> **What the task requires**
Below are entries; tally how many lines hold the string "against" and answer with only that figure.

> **Data provided**

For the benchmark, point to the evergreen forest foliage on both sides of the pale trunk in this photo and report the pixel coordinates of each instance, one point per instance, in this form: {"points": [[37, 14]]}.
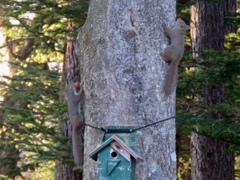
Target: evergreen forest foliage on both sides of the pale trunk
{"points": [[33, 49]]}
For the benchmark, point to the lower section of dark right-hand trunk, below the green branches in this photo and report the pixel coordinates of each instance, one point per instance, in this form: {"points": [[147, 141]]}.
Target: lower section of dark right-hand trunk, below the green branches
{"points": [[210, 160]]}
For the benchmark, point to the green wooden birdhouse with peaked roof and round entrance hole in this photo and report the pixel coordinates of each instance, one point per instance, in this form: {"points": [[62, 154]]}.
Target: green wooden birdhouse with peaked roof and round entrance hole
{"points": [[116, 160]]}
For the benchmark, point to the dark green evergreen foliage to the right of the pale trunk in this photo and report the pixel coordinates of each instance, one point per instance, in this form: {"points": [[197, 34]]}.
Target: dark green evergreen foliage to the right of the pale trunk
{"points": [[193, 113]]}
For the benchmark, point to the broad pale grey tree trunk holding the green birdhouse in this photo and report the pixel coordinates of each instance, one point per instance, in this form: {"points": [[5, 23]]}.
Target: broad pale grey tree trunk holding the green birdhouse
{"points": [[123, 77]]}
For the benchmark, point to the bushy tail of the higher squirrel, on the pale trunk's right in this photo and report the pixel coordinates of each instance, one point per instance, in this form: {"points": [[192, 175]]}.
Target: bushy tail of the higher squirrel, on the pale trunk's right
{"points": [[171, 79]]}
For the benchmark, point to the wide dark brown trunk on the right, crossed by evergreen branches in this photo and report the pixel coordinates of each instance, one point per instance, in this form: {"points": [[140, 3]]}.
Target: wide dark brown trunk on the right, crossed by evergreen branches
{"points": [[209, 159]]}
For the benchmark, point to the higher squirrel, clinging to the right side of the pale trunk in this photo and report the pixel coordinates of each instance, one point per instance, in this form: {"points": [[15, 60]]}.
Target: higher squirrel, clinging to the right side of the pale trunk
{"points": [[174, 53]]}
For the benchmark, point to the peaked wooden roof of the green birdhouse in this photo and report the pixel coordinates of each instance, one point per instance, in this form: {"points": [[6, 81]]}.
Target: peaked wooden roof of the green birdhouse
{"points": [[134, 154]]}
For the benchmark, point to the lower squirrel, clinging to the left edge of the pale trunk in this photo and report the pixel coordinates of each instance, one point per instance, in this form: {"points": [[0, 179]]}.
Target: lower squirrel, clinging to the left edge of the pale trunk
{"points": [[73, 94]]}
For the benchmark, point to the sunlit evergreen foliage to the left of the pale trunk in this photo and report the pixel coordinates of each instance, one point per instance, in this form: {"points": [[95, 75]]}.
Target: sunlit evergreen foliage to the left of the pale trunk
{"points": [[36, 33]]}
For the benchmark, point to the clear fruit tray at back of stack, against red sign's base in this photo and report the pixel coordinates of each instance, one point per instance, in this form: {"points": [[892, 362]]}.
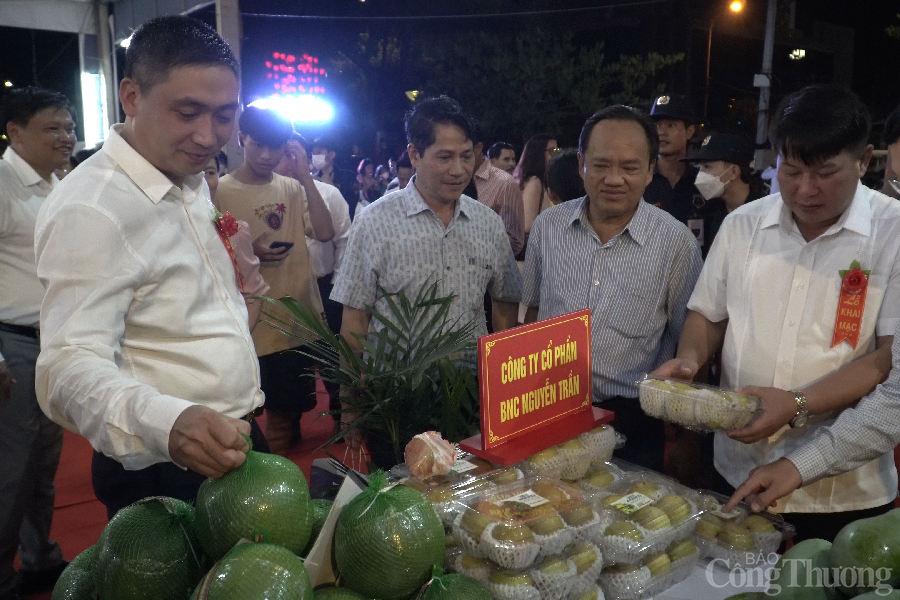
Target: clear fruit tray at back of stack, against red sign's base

> **Response**
2